Begin at the line containing "Target: hedge" and reproduce every line through the end of the entries below. Nothing else should appear.

Records from a data source

......

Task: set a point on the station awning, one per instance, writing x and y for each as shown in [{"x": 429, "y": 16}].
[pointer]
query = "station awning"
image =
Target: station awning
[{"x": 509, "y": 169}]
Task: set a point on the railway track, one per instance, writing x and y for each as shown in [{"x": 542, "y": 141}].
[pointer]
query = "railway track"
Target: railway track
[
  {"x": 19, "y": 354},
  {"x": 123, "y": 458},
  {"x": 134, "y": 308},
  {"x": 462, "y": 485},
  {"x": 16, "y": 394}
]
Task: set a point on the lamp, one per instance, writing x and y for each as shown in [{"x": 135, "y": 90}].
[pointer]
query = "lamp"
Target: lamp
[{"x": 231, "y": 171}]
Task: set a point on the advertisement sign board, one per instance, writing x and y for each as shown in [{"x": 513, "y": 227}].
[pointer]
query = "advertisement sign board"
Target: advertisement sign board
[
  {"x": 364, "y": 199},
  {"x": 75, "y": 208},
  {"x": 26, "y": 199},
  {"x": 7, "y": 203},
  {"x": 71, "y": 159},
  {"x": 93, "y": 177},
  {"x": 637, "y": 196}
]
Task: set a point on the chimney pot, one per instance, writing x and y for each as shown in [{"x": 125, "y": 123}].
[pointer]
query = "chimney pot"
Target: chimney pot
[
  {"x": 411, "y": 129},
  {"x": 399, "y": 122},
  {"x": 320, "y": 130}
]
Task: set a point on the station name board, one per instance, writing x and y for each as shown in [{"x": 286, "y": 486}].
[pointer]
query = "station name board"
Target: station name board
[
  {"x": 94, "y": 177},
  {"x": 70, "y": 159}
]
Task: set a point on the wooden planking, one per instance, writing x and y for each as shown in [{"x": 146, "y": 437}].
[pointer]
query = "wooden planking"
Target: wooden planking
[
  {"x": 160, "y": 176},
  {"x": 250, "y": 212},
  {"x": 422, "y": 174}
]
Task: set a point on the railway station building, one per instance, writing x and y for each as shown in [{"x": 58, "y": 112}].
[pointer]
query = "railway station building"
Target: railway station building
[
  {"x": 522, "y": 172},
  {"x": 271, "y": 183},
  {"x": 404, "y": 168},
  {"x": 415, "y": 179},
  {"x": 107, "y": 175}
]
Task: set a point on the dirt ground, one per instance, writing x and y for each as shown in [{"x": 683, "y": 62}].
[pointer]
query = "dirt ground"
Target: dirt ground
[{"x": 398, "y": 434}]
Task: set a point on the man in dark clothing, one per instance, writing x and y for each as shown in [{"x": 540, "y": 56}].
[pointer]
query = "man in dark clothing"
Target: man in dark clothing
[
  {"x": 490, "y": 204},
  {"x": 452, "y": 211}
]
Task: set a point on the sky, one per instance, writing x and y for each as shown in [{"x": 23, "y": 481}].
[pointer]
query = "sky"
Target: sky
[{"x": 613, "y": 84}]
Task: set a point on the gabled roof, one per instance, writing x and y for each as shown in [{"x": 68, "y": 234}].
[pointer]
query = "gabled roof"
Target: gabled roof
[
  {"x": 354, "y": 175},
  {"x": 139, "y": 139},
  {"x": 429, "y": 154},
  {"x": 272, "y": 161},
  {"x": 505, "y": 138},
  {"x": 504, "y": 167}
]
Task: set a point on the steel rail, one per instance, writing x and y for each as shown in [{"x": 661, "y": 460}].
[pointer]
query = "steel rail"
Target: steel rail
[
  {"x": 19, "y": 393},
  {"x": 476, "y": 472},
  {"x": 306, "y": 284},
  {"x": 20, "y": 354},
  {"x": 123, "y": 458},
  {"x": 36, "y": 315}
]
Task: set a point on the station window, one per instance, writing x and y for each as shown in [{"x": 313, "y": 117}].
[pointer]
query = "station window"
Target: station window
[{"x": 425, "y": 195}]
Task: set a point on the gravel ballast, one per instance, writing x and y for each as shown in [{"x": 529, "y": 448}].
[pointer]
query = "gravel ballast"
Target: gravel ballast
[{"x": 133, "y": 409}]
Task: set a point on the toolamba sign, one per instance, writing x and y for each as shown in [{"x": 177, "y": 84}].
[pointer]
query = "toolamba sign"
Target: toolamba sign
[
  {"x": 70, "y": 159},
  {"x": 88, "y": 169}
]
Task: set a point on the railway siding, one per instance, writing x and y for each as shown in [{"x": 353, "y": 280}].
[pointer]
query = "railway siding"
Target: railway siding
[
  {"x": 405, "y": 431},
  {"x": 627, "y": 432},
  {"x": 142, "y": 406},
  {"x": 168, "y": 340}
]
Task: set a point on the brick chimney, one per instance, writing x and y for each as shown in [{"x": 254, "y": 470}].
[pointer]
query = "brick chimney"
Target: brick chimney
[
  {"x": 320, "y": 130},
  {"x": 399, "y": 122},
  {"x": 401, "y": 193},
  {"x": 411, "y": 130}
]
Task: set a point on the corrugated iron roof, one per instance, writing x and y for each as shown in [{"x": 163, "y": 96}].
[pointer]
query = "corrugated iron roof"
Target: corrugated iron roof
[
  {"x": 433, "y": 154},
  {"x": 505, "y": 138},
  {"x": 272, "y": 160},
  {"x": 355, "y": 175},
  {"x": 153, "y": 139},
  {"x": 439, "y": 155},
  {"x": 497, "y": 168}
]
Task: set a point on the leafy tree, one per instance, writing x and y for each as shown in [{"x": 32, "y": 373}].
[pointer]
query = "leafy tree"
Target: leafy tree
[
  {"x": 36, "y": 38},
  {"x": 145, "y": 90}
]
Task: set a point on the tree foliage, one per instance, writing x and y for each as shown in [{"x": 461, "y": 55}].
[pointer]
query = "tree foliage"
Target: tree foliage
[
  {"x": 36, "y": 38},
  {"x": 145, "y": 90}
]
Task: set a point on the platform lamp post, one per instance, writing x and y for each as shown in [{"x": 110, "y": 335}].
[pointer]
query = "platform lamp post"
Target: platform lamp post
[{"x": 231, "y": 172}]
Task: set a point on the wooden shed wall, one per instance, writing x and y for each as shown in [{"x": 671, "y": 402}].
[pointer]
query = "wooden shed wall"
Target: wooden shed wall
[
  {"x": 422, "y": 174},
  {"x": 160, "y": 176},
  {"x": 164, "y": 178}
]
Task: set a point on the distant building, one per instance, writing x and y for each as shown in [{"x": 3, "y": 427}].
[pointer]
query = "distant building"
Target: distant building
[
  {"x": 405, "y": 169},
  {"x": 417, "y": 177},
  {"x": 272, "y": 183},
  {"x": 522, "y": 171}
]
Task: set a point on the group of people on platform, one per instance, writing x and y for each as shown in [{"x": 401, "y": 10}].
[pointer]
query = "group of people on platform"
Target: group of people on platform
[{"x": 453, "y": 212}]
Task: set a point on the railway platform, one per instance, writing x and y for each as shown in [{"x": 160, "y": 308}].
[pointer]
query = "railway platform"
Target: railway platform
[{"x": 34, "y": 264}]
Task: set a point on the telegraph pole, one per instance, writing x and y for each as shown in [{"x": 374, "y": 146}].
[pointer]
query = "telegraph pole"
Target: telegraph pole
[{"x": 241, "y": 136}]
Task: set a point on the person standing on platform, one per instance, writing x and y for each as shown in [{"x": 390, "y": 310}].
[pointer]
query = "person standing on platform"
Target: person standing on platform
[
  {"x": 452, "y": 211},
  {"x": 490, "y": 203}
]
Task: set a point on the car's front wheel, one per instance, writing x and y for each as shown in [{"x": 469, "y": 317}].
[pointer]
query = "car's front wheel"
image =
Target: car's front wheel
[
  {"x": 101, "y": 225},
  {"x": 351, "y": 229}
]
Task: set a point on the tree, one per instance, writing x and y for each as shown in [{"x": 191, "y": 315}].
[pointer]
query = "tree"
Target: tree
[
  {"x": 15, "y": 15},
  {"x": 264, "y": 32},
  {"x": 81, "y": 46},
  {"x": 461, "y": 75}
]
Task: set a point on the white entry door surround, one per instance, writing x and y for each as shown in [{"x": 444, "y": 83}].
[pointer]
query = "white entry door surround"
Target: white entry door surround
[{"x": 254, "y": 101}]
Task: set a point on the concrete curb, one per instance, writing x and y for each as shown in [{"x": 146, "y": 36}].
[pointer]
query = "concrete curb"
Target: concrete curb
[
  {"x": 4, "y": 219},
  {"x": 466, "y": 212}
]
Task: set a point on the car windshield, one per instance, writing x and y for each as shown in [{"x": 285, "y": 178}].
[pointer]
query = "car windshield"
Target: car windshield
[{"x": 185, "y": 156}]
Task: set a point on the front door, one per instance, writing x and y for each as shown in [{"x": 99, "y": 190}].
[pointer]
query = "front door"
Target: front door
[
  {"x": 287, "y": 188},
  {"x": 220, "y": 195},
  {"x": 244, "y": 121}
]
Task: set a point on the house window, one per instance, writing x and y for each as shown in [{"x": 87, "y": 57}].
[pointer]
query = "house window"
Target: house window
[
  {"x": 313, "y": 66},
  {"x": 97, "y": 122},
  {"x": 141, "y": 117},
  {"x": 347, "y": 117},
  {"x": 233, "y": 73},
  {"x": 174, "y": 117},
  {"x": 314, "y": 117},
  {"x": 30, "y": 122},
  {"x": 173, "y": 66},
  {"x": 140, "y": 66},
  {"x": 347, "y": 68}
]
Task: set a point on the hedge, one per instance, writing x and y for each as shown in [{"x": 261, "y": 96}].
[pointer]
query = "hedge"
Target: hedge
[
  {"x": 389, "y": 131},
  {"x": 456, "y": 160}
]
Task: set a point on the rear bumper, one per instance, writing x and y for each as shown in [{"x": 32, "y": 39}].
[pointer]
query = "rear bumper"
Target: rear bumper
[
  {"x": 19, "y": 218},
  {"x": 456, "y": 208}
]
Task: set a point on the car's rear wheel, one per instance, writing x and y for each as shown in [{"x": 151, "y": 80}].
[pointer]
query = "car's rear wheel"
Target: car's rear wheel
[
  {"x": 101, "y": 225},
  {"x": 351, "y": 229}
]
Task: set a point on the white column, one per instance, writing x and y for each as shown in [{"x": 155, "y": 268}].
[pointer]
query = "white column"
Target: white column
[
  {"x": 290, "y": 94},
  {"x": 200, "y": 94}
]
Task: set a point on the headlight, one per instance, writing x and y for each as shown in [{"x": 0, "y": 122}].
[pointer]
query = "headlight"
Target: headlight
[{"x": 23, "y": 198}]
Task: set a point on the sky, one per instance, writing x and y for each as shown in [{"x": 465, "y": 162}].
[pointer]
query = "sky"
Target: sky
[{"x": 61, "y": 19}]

......

** Answer to the problem **
Target: hedge
[
  {"x": 389, "y": 131},
  {"x": 456, "y": 160}
]
Task: set a point on the rear bumper, one per instance, writing x and y for each as shown in [{"x": 32, "y": 39}].
[pointer]
query = "rear bumper"
Target: rear bumper
[
  {"x": 19, "y": 218},
  {"x": 456, "y": 208}
]
Task: set a point on the car's rear wheel, one per instance, writing x and y for each as shown in [{"x": 151, "y": 80}].
[pointer]
query = "car's rear wheel"
Target: car's rear wheel
[
  {"x": 101, "y": 225},
  {"x": 351, "y": 229}
]
Task: set a point on the white column, one per instance, writing x and y for each as shown in [{"x": 155, "y": 268}].
[pointer]
query = "white column"
Target: white column
[
  {"x": 290, "y": 94},
  {"x": 200, "y": 94}
]
Task: set a point on the headlight, one per instance, writing x and y for each as shown in [{"x": 0, "y": 122}].
[pointer]
query = "headlight"
Target: headlight
[{"x": 23, "y": 198}]
Task: set a point on the sky, one per instance, writing x and y for each as shown in [{"x": 465, "y": 162}].
[pointer]
query = "sky"
Target: sky
[{"x": 61, "y": 19}]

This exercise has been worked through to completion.